(Page excerpt)

***

Greetings, my friends. Tis I. Ranger. Sans those ridiculous Yoda ears. The things one must endure around here for the amusement of
the overlord my mother.
And yet — what may come as something of a surprise — that is not my tale of woe today.
This tale starts nigh on five years ago at dawn. I had strolled into the garden for my morning constitutional when suddenly I was attacked without warning by a monstrous beast! There was a searing pain that ripped down my back and I cried out (in a most manly way), terrifying the beast senseless and scaring it off into the early morning light.
Mom: Uh, buddy, you were just hiking your leg to pee and your back went out.
SILENCE, woman! Have I not had to endure enough from you in recent days?
Ahem. As I was saying, after my battle with the beast, I admit that I was in some pain for many days and weeks after, which forced me into convalescence. However, I eventually fully recovered and have not suffered any ill effects since.

***

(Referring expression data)
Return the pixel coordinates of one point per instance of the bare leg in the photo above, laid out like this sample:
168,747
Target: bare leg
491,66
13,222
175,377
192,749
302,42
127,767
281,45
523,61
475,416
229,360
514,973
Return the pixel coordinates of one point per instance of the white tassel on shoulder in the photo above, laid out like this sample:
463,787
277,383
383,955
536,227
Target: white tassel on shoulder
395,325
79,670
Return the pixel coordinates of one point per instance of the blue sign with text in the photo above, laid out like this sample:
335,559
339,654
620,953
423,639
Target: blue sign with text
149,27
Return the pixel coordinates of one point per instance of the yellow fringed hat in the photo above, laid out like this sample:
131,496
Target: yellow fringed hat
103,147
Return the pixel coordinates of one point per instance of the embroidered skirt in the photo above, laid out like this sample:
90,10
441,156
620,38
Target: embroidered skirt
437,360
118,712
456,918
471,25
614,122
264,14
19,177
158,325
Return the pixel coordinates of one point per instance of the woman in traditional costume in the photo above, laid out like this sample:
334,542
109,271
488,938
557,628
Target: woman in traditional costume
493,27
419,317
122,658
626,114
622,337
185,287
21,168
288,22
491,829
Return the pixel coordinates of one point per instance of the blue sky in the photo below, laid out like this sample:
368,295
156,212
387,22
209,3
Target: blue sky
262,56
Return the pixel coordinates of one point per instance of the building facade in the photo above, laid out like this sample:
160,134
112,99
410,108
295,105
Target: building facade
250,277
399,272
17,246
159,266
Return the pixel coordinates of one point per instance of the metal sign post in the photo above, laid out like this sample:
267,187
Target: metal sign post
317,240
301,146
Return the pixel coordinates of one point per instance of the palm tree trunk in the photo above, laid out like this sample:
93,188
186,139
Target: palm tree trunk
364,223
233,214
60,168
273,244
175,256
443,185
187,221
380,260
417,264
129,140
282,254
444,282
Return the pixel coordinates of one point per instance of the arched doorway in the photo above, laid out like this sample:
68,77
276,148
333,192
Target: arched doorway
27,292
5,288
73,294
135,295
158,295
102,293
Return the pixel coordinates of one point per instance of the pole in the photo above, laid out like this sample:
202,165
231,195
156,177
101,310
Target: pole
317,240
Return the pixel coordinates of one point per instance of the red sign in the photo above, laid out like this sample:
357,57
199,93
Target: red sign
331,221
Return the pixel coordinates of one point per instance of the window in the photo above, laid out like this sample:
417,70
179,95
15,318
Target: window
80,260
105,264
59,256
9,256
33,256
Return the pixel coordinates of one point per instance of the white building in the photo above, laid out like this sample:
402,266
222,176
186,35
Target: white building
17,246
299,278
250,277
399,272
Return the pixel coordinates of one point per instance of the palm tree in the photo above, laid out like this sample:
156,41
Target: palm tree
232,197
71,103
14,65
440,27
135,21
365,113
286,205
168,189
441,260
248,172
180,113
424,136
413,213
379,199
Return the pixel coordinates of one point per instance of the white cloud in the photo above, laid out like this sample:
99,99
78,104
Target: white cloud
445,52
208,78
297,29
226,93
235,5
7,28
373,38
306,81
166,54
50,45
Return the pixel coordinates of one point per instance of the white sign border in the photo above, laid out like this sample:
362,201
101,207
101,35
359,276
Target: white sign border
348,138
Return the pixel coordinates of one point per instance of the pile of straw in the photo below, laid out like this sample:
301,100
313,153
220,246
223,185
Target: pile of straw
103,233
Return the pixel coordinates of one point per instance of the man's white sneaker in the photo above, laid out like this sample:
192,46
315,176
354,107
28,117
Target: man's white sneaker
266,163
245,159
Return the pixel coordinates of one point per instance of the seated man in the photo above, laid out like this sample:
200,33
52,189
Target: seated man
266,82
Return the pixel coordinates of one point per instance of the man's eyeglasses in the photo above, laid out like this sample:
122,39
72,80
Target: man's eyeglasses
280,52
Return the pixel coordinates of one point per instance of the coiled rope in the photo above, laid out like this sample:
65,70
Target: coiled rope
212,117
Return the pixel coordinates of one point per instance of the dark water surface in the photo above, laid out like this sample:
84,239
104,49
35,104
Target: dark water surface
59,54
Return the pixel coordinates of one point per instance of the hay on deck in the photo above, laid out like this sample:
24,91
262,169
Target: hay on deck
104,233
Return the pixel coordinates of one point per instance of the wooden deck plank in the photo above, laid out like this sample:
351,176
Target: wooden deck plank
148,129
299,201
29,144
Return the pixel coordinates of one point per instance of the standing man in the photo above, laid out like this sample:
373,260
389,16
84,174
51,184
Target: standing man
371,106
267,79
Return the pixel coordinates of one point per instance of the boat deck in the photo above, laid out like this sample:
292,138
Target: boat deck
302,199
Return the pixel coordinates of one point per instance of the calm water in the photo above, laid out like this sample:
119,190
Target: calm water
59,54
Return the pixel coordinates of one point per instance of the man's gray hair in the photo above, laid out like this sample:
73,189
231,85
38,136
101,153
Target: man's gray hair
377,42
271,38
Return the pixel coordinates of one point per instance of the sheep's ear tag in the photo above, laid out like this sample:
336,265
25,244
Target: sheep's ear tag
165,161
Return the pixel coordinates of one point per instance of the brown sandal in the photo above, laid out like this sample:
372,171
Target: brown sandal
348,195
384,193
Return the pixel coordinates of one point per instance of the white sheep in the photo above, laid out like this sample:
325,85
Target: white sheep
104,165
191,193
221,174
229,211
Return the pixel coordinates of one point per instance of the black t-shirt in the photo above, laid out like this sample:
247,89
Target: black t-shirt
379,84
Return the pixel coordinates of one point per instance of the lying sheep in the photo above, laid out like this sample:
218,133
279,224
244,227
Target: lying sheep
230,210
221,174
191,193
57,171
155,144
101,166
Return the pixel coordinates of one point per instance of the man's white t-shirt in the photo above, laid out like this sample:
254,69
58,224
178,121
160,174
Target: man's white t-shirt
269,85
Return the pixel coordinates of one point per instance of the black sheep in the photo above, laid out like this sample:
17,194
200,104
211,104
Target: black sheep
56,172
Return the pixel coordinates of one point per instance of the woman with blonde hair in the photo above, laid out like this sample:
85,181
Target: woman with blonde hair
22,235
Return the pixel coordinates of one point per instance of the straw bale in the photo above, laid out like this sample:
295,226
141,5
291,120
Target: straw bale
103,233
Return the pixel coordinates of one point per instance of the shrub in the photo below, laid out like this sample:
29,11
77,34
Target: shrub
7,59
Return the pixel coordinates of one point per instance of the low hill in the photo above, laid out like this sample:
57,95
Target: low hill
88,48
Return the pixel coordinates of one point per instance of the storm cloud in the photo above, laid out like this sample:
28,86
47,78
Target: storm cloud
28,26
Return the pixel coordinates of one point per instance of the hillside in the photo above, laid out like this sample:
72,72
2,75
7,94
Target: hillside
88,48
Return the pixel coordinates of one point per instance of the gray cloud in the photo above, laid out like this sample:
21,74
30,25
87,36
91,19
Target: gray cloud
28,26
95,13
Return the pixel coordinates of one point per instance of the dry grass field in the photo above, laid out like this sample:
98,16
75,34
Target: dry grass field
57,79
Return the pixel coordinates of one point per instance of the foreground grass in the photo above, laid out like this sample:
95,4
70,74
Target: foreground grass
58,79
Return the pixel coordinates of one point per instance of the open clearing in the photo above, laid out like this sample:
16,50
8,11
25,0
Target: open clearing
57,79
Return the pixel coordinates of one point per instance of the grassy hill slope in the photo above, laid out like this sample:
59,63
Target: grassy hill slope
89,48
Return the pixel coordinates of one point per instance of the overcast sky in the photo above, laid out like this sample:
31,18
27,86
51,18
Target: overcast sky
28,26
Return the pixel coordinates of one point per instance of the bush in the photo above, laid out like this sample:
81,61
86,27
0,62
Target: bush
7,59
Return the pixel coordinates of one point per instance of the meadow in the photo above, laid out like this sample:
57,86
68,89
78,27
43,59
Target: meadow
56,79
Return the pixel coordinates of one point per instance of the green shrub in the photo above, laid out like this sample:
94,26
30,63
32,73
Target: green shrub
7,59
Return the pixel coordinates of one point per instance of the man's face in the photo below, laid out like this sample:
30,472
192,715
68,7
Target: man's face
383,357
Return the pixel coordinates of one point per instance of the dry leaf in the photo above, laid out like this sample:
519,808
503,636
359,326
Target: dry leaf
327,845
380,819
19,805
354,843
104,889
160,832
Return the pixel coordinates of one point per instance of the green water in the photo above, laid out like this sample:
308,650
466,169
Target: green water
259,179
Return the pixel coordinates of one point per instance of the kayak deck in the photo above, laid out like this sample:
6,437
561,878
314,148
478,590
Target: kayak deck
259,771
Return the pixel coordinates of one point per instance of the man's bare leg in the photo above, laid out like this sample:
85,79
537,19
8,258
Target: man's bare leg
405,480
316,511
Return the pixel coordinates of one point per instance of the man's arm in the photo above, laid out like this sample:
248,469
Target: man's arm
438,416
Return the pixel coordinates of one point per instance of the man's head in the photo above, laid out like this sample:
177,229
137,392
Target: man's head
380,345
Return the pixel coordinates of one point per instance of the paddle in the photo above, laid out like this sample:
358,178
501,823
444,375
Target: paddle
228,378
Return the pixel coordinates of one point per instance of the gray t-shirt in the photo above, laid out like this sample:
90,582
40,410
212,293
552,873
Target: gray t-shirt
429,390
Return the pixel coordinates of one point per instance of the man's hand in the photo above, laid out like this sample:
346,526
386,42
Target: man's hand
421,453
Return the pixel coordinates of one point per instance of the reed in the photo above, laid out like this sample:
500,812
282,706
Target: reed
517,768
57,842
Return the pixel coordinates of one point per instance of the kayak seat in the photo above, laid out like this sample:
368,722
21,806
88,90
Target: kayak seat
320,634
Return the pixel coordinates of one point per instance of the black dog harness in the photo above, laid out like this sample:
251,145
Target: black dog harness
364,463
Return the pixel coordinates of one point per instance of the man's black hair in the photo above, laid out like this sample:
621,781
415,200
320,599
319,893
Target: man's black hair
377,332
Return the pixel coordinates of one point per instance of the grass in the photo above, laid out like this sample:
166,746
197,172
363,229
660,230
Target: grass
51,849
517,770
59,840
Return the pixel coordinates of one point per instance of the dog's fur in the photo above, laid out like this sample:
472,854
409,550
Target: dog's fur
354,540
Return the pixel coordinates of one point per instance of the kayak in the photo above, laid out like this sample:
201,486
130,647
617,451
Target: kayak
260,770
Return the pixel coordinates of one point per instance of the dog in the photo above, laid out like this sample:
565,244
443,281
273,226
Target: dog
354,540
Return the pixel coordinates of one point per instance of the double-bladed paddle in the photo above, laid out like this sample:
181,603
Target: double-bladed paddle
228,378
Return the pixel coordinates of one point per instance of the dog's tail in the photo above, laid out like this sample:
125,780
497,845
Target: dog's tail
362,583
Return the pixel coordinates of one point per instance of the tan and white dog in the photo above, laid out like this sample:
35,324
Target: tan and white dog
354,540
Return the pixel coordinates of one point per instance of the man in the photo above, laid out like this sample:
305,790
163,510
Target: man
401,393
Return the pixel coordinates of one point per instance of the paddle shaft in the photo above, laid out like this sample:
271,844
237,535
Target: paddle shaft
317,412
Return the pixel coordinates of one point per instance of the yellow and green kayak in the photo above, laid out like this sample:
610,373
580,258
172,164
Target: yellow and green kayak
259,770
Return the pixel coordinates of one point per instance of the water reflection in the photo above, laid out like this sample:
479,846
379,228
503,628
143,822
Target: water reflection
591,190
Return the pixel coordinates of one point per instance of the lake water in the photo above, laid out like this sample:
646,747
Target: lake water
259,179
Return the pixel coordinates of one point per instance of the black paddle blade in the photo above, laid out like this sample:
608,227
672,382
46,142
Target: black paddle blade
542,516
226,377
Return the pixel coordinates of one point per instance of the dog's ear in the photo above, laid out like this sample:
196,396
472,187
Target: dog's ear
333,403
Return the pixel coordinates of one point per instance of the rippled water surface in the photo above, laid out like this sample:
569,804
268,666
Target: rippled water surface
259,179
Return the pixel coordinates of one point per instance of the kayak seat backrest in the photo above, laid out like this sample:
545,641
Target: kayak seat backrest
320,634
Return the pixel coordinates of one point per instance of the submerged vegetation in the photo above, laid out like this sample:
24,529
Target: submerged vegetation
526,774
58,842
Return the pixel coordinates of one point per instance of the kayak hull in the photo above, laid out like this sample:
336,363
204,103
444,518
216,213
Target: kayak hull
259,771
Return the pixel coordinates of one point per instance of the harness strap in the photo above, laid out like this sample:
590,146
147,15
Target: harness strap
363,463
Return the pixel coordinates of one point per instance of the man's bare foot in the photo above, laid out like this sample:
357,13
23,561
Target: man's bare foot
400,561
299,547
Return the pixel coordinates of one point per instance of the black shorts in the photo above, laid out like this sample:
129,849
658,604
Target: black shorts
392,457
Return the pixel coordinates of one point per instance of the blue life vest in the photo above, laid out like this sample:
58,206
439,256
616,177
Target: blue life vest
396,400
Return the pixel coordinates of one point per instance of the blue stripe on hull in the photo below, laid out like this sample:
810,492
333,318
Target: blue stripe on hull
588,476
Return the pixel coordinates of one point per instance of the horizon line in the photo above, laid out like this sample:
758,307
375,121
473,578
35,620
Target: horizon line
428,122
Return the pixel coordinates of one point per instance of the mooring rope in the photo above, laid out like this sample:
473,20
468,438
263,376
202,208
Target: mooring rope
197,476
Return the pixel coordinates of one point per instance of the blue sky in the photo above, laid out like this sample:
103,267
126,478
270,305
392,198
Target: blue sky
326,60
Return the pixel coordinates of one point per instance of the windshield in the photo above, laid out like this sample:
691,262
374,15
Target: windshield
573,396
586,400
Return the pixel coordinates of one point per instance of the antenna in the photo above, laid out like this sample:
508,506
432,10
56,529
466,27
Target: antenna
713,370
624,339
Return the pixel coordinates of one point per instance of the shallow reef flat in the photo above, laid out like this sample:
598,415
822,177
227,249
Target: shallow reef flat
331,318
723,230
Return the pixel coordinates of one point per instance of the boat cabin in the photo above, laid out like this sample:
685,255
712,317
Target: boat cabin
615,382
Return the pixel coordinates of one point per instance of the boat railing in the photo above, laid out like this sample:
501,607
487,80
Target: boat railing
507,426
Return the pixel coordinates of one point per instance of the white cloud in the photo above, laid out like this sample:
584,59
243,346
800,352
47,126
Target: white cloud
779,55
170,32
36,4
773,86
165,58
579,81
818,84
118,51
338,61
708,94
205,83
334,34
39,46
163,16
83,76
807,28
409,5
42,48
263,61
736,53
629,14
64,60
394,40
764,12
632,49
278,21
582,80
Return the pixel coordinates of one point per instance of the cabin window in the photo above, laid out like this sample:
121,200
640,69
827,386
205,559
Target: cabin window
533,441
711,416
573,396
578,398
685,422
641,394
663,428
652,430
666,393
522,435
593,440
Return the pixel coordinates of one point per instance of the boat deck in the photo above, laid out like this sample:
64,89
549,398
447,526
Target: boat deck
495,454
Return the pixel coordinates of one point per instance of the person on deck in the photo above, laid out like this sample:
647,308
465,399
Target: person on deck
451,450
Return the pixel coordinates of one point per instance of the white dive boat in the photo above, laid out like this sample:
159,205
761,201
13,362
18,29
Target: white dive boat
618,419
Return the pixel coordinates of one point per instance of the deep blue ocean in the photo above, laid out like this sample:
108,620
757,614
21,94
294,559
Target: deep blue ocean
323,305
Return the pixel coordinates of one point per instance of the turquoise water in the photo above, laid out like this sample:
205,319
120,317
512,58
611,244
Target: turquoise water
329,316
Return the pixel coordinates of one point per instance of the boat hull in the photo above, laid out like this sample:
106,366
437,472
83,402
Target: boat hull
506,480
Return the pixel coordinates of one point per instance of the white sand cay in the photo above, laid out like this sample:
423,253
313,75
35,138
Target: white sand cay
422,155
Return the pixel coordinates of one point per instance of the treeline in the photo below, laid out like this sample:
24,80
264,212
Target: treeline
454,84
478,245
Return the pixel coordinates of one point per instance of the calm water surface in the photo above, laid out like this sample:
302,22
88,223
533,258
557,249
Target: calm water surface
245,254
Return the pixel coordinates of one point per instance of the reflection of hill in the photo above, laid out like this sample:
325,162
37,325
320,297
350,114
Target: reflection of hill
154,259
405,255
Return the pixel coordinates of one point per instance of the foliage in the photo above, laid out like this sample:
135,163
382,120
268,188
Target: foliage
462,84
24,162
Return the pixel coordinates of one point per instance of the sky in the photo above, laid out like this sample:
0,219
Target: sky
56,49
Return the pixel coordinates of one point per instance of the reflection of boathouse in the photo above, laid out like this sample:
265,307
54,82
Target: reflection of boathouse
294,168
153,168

***

(What is required) Carry on Ranger's back-injury story from its last sentence. These entries are unrelated to Ranger's back-injury story above and stand on their own.

(Answer to the exercise)
Last night, my old war injury flared up and once again, I am subjected to medications and bed rest. This, as you understand, is quite against my nature. I like to refer to myself as 17 inches of blue twisted steel due to my hearty constitution and rough-and-tumble attitude. But as I am not stupid, I will abide by my doctor’s orders so that I may, sooner rather than later, resume my duties as caretaker and guardian of our estate.
I do not tell you this to elicit sympathy or pity. However, your good wishes and salutations are most certainly appreciated at this low time.
As always, I bid you all “good day and good biscuits.”